*PROBLEM DESCRIPTION*: Exclude images and print all the records verbatim.
══ INPUT FOR THIS TASK ══
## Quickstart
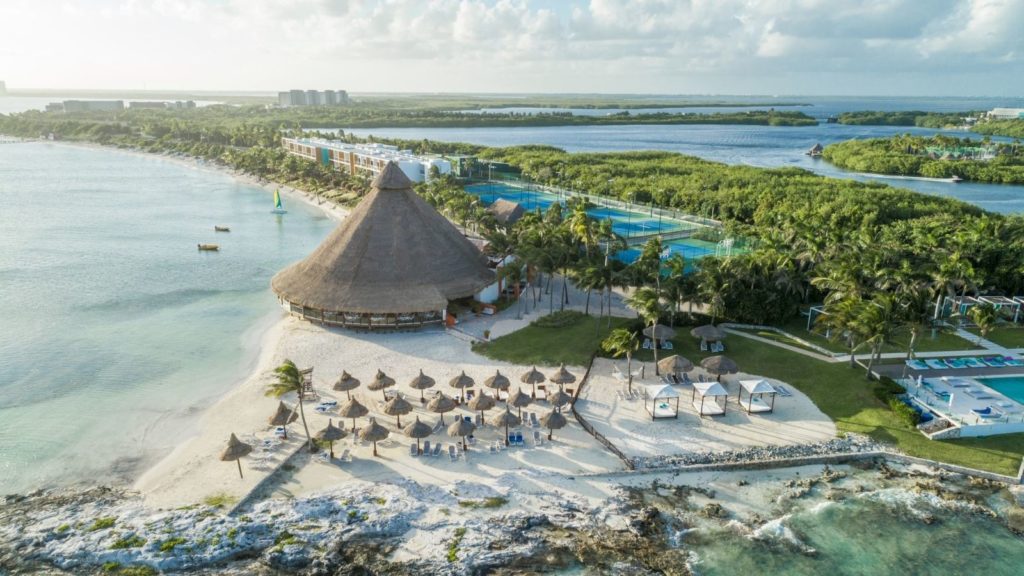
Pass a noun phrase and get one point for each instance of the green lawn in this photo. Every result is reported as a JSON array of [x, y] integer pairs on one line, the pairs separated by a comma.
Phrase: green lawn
[[926, 342], [1010, 336], [840, 392], [571, 344]]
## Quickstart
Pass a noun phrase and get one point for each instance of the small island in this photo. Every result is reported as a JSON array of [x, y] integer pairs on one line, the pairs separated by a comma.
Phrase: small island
[[934, 157]]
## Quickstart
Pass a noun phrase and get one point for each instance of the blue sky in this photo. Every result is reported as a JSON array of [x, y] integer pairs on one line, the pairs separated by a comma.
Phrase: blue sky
[[888, 47]]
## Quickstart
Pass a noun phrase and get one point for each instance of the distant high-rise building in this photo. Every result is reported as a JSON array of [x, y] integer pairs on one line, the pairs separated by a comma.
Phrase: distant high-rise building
[[312, 97]]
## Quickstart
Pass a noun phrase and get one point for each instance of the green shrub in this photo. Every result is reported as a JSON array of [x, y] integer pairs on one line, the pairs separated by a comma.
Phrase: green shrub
[[101, 524], [907, 415], [128, 542]]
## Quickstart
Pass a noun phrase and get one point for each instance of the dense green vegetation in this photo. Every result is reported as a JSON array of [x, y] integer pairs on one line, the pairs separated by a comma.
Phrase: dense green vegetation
[[1008, 128], [935, 157], [906, 118]]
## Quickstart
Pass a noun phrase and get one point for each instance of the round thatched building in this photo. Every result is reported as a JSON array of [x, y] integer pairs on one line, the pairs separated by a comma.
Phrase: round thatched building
[[393, 262]]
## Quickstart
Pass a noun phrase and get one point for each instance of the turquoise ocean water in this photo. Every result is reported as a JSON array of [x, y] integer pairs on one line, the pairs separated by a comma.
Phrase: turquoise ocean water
[[115, 331]]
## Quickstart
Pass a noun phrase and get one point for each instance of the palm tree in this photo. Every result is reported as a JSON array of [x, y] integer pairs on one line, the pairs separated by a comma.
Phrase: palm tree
[[985, 317], [647, 304], [289, 380], [623, 341]]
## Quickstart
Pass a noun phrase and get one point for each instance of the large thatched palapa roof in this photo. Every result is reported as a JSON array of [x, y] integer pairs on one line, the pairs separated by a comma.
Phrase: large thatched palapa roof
[[393, 254]]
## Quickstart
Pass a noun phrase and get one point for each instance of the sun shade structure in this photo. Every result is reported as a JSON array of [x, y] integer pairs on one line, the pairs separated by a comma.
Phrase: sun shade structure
[[553, 421], [657, 399], [562, 376], [352, 409], [346, 383], [756, 391], [519, 400], [708, 332], [532, 378], [396, 407], [461, 428], [381, 381], [422, 382], [659, 332], [373, 433], [674, 365], [331, 434], [418, 430], [440, 405], [714, 391], [393, 262], [506, 418], [235, 451], [719, 365], [480, 403], [498, 382]]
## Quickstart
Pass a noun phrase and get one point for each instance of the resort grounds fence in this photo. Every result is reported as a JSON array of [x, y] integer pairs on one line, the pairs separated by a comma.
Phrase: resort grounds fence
[[630, 464]]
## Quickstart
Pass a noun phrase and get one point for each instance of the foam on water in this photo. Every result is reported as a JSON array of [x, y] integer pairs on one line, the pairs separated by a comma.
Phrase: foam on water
[[116, 331]]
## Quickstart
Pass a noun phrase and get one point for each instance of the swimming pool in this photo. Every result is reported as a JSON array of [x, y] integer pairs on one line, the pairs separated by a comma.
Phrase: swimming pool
[[624, 222], [1010, 386]]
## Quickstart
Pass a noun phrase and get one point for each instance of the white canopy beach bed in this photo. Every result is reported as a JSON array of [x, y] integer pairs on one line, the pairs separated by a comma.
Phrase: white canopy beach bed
[[657, 401], [756, 391], [712, 391]]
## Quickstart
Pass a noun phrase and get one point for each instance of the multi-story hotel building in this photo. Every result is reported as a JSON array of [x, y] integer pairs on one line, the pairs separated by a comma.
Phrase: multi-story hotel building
[[367, 158]]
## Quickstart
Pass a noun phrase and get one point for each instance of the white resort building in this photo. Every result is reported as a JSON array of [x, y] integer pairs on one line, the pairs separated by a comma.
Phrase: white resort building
[[368, 158]]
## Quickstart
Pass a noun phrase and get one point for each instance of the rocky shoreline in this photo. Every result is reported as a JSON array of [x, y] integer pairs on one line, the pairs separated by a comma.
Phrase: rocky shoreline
[[656, 527]]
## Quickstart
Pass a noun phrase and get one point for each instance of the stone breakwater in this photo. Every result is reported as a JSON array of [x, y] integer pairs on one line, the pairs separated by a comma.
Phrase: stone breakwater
[[851, 444]]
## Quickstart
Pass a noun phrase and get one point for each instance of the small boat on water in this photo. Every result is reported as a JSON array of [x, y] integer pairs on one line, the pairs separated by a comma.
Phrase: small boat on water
[[278, 207]]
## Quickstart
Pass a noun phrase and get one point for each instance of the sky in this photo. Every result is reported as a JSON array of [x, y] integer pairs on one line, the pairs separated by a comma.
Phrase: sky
[[857, 47]]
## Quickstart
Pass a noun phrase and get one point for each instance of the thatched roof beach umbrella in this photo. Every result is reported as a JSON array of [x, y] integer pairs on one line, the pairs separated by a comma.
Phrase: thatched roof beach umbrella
[[440, 405], [346, 383], [235, 451], [532, 377], [396, 407], [373, 433], [498, 382], [381, 381], [422, 382], [674, 365], [352, 409], [418, 430], [708, 332], [461, 428], [719, 365], [284, 416], [506, 419], [331, 434], [553, 420], [462, 381], [559, 398], [520, 400], [659, 332], [562, 376], [480, 403]]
═══
*ANSWER BOX*:
## Quickstart
Pass a noun phrase and get one point for each instance of the green lawn in this photo. Every result is reported as a JSON array of [x, y] integer pairs on one line, the pairs separated by a comma.
Phrase: green lawn
[[926, 342], [1010, 336], [840, 392], [571, 344]]
## Quickstart
Pass a noun phrase and get one point for each instance of the small island in this photo. Every result is reported as a JSON array of [x, y] integer pairs on one line, the pairs separated by a comma.
Phrase: small island
[[934, 157]]
## Quickstart
Pass a noun phrase and get one point for each instance of the blue sky in this photo. Every result is reported as a JSON array of [x, y] integer pairs on one line, the pairs separated by a comma.
Phrase: blue sky
[[888, 47]]
## Quickstart
Pass a noun phrase and get one point for each instance of the distant high-rise building in this photo. Every result is reported as a JSON array of [x, y] integer pairs on one line, the pairs separated by a comma.
Phrase: distant high-rise building
[[312, 97]]
## Quickstart
Pass a noun phrase and get one point for each instance of the green shrub in this photo. Every result is reported as a JSON array of [x, y] integer pairs on one line, the pairs separated by a comma.
Phrase: green shrub
[[101, 524], [907, 415], [128, 542]]
## Quickstart
Pass a noun phrase and get one point for each instance of the dense green vegetation in this photo. Every result is reported as a JSON array of [x, y] integer pairs on one line, the pairs separated by a comma.
Phrase: dense green vegetation
[[1008, 128], [935, 157], [906, 118]]
## Quickstart
Pass a noun phrase and get one point for each instance of the round thatched building in this photo. Every result is reported as a JSON array of [x, y] integer pairs on one line, the pairs separated by a comma.
Phrase: round thatched building
[[393, 262]]
## Quickstart
Pass a noun phrase and get one point for each instance of the turquoise ocean water in this photo. Every result is reported as a JSON array of [x, y] integer pairs on one line, the pairs separated by a comma.
Phrase: turquoise ocean water
[[115, 331]]
## Quickstart
Pass a noun phrase and get one point for each instance of the palm tree in this photo. Every result is reported as a JSON array of [x, y] integer pairs on one line, the pairs separated by a comma.
Phrase: palm tree
[[985, 317], [647, 304], [289, 380], [623, 341]]
## Quickstart
Pass a noun phrase and get one point for each instance of the large thatched palapa roof in this photo. Every result is reported as a JSON array of [x, y] integer pairs on one line, the pairs separated by a comma.
Phrase: large thatched palapa roof
[[393, 254]]
## Quickstart
Pass a noun phrase and get one point for each instance of the sun shade structure in this photo. Every result is reported as a JSON array of [x, y] integer pairs on one line, the pairs separated by a comma.
Phrase: sun shade structure
[[553, 421], [657, 399], [562, 376], [352, 409], [346, 383], [756, 391], [519, 400], [708, 332], [532, 378], [396, 407], [461, 428], [381, 381], [422, 382], [659, 332], [373, 433], [674, 365], [331, 434], [418, 430], [440, 405], [714, 391], [393, 262], [506, 418], [235, 451], [719, 365], [480, 403], [498, 382]]
## Quickstart
Pass a noun phrase and get one point for each instance of the resort grounds fence in this photo. Every result is reported as a JSON array of [x, y] integer pairs on one line, the pairs separated by a comma.
Phrase: resort grounds fence
[[630, 464]]
## Quickstart
Pass a noun phrase and get one point for each instance of the foam on water in this photo. Every result is reported as a JSON array of [x, y] integer pairs on one line, the pairs separated by a comma.
Phrase: foam on water
[[116, 331]]
## Quickstart
Pass a noun phrase and get one point for each instance of the swimming pool in this photo. Every result is reported as a JSON array of [x, y] integer pairs on one line, the pairs separated by a comma.
Phrase: swimming pool
[[624, 222], [1010, 386]]
## Quickstart
Pass a noun phrase and get one point for each instance of the white canopy beach bed in this photo. Every result is reported as a JSON array of [x, y] integer pairs on one line, the pairs separated by a comma.
Phrase: white canopy beach bed
[[657, 401], [756, 391], [712, 391]]
## Quickstart
Pass a noun phrase and get one point for each instance of the multi-story hotel building in this photo. Every result is reported as a JSON array of [x, y] integer pairs on one line, the pairs separated by a comma.
Phrase: multi-story hotel building
[[367, 158]]
## Quickstart
Pass a noun phrase and get one point for each instance of the white resort building in this photo. Every result is reported as a JSON array of [x, y] integer pairs on one line, the pairs separated by a comma.
Phrase: white resort building
[[368, 158]]
## Quickstart
Pass a noun phrase and get one point for each instance of the rocky shoreline in this photo. Every result is reported as a JSON array of [x, y] integer pairs on one line, the pairs separated by a comma.
Phrase: rocky shoreline
[[656, 527]]
## Quickstart
Pass a noun phrase and get one point for each instance of the stone breakwater in this photo. Every result is reported as a JSON array of [x, y] integer pairs on one line, the pairs separated by a comma.
Phrase: stone breakwater
[[851, 444]]
## Quickstart
Pass a noun phrase and get one point for each instance of the small boat on water in this photo. Every result is reported as a JSON array of [x, y] integer pairs on one line, the pairs separated by a comma.
Phrase: small boat on water
[[278, 207]]
## Quickstart
Pass a noun phrase and get one point for each instance of the sky in this photo. Every result is reported as a JSON array of [x, y] integer pairs on one line, the pairs separated by a comma.
Phrase: sky
[[857, 47]]
## Quickstart
Pass a noun phrase and get one point for each instance of the thatched roof beach umbrella in this photo. Every result is reported as a JSON array of [x, y] integer pairs on one line, the pairs separated by a comma.
Phrase: thatched roof beach umbrella
[[440, 405], [346, 383], [235, 451], [532, 377], [396, 407], [373, 433], [498, 382], [381, 381], [422, 382], [674, 365], [352, 409], [418, 430], [708, 332], [461, 428], [719, 365], [284, 416], [506, 419], [331, 434], [553, 420], [462, 381], [559, 398], [520, 400], [659, 332], [562, 376], [480, 403]]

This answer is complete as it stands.